■ TASK DETAILS: Only one portion of the data is to be written out: from the line bearing "For every <instance>" through the line bearing "positive clicks: (290, 94)". Write it exactly as it appears.

■ THE DATA:

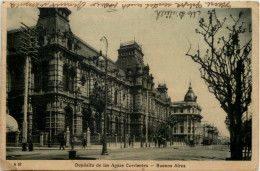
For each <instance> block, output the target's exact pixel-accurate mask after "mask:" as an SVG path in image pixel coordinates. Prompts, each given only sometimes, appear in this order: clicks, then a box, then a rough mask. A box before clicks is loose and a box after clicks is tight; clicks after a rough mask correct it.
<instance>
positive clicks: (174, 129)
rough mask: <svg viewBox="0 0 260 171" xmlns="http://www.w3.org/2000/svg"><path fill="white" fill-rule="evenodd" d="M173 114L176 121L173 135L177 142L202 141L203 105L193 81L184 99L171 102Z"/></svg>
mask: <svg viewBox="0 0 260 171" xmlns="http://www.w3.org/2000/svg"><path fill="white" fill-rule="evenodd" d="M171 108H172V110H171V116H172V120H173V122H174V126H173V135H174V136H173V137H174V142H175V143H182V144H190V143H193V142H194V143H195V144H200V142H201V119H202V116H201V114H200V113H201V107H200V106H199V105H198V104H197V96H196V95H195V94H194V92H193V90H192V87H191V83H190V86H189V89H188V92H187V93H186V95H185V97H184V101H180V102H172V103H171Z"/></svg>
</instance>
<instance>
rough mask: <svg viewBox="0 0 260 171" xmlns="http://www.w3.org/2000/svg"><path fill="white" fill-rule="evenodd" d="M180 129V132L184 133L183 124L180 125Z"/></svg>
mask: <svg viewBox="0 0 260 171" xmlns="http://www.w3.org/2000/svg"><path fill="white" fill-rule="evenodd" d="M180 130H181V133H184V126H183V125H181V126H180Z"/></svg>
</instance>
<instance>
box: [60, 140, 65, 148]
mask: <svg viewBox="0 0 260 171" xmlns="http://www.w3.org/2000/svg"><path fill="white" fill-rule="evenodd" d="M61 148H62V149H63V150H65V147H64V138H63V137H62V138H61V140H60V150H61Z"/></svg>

...

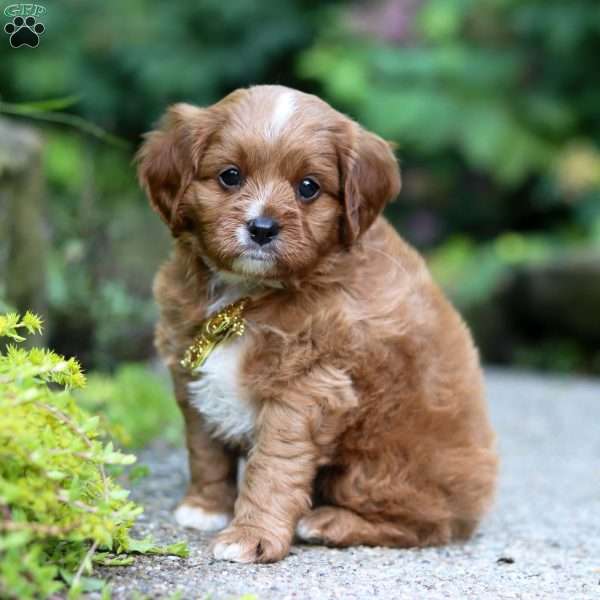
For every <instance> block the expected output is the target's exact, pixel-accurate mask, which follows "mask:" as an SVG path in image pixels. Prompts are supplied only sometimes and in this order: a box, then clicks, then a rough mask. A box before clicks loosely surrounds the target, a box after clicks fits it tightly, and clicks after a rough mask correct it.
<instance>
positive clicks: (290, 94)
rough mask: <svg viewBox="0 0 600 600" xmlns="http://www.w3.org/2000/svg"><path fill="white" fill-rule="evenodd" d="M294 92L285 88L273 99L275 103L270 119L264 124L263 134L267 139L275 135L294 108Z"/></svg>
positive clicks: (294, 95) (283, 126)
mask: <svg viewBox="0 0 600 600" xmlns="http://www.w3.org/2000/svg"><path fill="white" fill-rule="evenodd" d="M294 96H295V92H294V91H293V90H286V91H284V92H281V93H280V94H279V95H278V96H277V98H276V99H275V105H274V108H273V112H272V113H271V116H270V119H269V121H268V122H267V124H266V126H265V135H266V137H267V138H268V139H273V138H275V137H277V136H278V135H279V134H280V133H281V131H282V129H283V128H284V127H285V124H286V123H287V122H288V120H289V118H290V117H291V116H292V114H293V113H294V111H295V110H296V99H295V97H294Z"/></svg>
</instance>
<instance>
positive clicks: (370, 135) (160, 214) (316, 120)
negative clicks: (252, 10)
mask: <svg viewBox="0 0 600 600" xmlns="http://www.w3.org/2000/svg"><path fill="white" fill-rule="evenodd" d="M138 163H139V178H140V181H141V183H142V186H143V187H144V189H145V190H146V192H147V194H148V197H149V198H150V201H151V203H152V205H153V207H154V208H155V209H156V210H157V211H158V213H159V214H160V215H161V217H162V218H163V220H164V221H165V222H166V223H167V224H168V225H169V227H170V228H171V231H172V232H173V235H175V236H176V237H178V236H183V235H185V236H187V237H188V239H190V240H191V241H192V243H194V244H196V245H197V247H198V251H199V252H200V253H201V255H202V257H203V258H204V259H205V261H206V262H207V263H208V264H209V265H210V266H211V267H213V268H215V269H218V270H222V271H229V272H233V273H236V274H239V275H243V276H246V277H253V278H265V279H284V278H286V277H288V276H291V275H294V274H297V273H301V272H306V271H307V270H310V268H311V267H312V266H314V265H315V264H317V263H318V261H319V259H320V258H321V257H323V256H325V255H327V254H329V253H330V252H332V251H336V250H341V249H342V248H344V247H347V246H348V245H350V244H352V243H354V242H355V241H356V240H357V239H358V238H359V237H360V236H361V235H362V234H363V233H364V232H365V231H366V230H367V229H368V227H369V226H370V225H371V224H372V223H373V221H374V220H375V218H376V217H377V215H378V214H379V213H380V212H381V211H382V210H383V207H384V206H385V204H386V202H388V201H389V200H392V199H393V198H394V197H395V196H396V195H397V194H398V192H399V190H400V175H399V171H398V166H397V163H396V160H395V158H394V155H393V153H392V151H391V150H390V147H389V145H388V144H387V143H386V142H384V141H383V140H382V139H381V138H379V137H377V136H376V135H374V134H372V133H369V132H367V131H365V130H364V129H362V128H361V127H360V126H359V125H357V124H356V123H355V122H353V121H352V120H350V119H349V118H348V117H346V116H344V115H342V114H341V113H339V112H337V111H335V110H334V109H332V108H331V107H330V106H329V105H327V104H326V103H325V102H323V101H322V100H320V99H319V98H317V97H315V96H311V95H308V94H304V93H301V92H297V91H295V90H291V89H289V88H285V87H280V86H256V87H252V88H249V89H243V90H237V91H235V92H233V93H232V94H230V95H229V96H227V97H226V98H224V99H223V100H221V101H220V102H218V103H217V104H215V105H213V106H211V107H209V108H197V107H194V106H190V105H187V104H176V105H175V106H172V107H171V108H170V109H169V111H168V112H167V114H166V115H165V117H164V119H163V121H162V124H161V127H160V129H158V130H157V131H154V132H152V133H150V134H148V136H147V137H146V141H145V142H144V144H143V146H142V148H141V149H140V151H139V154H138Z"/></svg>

■ SOLUTION TO THIS EXERCISE:
For every <instance> block the expected output is the target's exact, pixel-accurate mask, which follows "mask:" as an SVG path in image pixels. Prompts are supplied only sometimes and in this order: a box, then clicks, then a rough mask. A box before clicks loosely surrounds the target, a box after clicks fits it tightly, and clicks after a rough mask correct it.
<instance>
positive clicks: (290, 94)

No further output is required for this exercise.